WHAT YOU SHOULD DO: Could you repeat the records below word for word, including every line of text and every point, but leaving the pictures out of your answer?

Object pointing dataset records:
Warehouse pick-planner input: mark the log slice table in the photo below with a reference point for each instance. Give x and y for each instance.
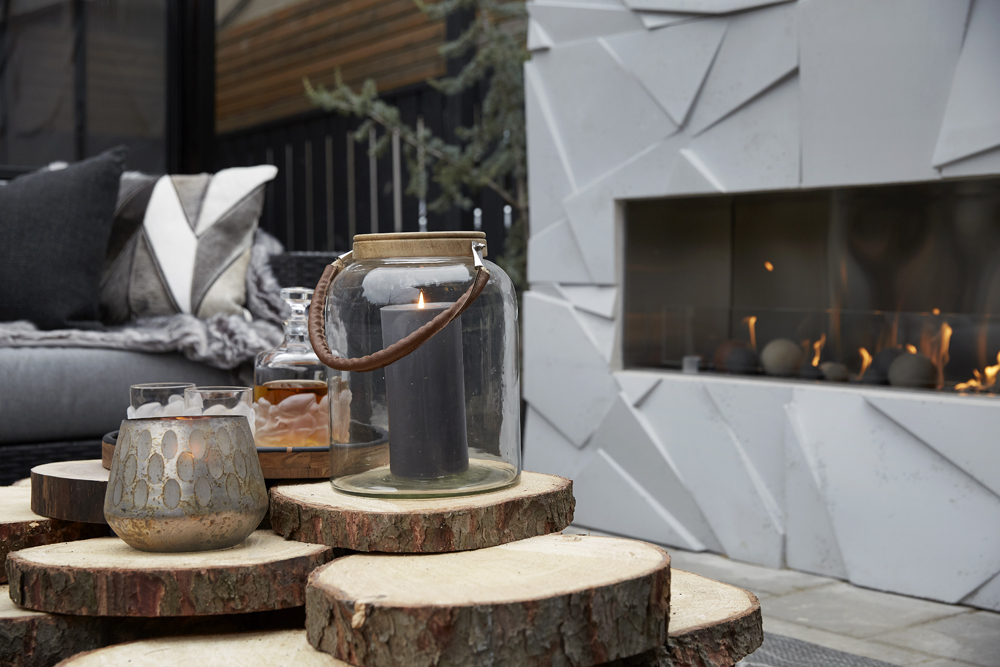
(711, 625)
(106, 577)
(279, 648)
(547, 600)
(539, 504)
(35, 639)
(21, 528)
(701, 610)
(70, 490)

FINISHED ANSWER:
Warehouse pick-planner input: mark the log slice table in the photo below with a reference point for each instance. Give x and y for each instance.
(711, 625)
(106, 577)
(279, 648)
(547, 600)
(539, 504)
(35, 639)
(21, 528)
(701, 610)
(70, 490)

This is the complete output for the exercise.